[Source data start]
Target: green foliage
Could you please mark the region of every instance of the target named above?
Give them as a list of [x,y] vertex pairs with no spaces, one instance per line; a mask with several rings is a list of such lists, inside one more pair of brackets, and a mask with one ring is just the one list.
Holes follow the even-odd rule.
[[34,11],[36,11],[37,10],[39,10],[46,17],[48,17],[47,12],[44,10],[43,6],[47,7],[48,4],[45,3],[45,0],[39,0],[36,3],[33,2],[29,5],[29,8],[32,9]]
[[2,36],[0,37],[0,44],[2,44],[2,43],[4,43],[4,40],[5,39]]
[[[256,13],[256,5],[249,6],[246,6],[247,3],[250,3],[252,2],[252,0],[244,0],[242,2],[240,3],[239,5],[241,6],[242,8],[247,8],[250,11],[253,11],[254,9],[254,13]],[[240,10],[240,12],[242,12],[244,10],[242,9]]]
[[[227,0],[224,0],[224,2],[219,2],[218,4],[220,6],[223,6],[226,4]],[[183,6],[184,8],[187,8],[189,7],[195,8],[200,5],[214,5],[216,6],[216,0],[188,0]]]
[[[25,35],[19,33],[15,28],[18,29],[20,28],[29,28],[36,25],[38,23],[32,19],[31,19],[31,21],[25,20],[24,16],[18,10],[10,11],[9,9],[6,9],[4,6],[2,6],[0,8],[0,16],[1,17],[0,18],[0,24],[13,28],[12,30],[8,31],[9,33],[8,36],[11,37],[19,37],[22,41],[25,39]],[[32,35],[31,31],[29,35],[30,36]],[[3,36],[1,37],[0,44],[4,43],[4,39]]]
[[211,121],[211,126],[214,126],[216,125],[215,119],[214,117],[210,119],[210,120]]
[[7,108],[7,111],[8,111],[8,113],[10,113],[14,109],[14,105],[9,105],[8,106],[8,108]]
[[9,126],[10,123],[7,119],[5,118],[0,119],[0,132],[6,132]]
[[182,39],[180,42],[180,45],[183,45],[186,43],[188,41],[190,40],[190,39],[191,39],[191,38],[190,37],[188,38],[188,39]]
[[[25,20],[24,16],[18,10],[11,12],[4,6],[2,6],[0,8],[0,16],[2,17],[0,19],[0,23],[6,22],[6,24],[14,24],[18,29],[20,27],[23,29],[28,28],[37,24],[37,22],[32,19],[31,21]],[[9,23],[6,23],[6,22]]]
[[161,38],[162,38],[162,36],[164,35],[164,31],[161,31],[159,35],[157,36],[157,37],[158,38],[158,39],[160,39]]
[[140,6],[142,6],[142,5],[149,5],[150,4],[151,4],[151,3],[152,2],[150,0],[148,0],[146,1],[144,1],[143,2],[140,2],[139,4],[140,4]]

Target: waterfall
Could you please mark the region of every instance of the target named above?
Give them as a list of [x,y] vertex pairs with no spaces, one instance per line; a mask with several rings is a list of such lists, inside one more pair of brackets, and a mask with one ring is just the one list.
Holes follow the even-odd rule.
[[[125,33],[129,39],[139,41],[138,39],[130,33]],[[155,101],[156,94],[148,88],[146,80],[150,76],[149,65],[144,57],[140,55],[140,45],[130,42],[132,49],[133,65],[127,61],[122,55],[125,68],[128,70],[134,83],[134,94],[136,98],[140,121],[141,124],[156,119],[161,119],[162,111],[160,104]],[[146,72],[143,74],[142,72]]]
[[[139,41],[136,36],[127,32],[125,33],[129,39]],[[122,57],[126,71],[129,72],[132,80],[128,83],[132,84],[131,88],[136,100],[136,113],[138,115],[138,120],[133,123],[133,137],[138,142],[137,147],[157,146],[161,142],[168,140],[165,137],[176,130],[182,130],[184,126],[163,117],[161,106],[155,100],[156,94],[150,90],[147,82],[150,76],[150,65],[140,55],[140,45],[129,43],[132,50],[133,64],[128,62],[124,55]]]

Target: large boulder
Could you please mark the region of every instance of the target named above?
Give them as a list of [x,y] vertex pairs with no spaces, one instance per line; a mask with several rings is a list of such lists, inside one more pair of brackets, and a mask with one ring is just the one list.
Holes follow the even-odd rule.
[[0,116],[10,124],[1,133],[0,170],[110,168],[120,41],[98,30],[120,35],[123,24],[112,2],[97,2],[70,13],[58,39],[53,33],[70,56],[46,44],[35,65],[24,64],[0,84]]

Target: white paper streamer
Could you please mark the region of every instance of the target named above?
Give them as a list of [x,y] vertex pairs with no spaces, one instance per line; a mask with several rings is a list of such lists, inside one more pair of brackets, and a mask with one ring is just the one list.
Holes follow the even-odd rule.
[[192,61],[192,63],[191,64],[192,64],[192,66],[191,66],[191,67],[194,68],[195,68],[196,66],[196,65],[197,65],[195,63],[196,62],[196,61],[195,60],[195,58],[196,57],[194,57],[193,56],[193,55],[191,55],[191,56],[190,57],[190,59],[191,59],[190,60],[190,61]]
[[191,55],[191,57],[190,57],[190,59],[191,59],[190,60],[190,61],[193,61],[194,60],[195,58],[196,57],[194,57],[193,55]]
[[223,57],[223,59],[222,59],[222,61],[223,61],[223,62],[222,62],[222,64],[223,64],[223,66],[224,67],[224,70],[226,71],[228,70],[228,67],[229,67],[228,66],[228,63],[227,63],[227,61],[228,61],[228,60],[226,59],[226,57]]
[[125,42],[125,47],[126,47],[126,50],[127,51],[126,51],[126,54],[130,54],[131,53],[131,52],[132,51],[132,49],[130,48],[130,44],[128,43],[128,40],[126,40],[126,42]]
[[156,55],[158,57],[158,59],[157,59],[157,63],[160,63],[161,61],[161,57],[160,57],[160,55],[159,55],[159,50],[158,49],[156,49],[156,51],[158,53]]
[Source data end]
[Source data start]
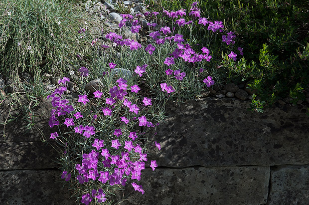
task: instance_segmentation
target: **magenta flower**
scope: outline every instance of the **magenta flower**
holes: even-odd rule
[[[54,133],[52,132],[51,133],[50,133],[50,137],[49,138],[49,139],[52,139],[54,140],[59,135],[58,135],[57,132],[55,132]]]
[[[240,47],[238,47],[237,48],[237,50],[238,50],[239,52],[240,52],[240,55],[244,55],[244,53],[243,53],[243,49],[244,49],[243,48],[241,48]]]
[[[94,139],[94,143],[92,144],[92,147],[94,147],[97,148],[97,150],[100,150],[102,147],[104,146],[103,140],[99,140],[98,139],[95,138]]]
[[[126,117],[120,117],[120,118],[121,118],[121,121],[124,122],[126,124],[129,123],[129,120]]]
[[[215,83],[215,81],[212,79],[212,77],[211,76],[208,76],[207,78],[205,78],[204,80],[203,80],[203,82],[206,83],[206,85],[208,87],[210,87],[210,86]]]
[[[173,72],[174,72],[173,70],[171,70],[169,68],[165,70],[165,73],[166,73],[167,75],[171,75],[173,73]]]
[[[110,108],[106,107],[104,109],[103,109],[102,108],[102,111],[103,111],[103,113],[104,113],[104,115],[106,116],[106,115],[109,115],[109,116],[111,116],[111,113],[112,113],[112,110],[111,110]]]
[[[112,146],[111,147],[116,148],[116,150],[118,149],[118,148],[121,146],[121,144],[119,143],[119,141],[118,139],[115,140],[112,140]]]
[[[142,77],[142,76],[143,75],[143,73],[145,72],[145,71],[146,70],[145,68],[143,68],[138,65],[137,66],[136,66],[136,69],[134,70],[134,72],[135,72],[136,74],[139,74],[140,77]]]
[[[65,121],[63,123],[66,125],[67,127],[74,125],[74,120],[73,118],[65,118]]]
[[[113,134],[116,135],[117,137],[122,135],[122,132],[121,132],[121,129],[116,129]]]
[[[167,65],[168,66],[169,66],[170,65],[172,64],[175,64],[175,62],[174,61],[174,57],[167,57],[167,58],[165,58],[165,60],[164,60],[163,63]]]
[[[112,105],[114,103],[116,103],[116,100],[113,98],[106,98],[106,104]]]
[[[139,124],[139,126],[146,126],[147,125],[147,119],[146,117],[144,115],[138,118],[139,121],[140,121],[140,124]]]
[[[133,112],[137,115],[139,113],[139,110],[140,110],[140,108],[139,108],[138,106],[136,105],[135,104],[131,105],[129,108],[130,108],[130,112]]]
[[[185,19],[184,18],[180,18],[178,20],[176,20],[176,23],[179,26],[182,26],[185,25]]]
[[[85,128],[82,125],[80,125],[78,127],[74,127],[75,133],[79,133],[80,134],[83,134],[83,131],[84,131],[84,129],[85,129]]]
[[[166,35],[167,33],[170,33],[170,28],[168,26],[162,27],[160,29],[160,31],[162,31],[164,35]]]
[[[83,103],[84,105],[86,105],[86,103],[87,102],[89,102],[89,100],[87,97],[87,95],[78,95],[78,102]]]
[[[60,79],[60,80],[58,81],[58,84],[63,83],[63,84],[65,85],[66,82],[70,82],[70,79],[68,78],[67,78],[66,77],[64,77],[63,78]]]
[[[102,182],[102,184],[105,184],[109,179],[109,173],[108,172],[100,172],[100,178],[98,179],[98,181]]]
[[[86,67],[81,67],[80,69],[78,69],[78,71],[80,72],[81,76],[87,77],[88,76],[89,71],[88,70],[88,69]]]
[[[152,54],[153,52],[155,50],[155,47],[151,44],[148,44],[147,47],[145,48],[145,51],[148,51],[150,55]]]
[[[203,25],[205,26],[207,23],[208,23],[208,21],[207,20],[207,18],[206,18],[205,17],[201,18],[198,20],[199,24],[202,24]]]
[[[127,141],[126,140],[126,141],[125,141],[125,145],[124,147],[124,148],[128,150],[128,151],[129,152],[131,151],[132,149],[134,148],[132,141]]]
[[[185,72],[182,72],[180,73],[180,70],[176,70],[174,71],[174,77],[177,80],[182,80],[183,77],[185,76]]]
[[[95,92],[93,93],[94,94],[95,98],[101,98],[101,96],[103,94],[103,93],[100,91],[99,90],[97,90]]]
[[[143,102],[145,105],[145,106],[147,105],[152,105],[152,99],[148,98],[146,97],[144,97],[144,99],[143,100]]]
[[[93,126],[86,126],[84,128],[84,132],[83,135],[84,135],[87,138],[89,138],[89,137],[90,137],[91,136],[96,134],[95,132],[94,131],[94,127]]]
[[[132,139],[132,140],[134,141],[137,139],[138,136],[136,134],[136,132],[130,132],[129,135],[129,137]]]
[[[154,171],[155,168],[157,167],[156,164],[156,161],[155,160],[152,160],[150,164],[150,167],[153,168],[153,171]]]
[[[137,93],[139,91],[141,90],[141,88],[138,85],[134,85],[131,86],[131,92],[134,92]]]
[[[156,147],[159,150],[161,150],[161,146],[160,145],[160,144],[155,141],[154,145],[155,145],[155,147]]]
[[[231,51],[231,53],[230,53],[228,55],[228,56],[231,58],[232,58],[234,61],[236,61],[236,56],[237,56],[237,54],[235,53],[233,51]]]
[Source data end]
[Source data start]
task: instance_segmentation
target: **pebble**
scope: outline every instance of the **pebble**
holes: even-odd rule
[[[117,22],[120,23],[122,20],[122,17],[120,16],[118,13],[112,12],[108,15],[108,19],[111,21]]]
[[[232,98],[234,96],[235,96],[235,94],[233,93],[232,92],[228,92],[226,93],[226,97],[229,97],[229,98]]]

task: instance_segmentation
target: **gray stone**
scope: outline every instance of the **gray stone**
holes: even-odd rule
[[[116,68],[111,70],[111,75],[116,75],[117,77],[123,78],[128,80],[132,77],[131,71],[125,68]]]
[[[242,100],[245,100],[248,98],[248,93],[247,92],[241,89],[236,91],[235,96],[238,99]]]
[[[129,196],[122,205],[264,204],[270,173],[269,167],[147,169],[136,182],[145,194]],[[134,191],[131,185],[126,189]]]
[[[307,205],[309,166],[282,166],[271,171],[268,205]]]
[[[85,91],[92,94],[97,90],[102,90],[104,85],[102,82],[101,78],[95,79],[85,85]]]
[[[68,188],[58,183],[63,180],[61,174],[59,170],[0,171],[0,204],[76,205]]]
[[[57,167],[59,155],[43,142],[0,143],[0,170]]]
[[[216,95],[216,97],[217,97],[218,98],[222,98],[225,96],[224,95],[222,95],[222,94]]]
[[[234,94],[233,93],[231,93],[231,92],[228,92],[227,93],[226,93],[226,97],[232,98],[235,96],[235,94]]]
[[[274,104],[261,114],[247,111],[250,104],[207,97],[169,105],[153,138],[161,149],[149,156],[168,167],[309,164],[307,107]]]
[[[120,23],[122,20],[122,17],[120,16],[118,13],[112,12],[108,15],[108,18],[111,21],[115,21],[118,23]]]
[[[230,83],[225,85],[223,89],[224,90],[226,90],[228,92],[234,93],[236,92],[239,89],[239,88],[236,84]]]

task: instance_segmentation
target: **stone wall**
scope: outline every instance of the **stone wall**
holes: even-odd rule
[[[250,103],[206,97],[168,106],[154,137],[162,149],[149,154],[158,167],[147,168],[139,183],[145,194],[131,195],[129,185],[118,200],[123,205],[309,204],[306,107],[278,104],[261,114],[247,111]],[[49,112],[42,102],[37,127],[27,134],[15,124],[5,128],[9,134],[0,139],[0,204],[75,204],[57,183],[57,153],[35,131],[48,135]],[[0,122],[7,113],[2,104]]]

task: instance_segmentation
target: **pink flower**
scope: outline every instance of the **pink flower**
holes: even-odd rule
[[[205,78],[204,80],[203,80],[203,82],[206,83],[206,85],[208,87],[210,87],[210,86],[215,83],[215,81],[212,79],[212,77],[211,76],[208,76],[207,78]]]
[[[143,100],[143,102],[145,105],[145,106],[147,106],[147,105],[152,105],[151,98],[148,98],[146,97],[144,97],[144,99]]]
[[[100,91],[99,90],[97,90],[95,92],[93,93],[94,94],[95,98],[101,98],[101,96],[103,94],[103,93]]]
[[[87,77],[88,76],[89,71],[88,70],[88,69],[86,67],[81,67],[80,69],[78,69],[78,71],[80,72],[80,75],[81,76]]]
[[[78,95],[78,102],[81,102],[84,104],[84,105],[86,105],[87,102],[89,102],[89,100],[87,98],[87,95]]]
[Source data end]
Exercise task:
Pull out every line of the data above that contains the string "stone", and copy only those lines.

Full answer:
target: **gray stone**
scope: outline every instance of the **gray stone**
target: **stone wall**
scope: outline every instance of the **stone wall**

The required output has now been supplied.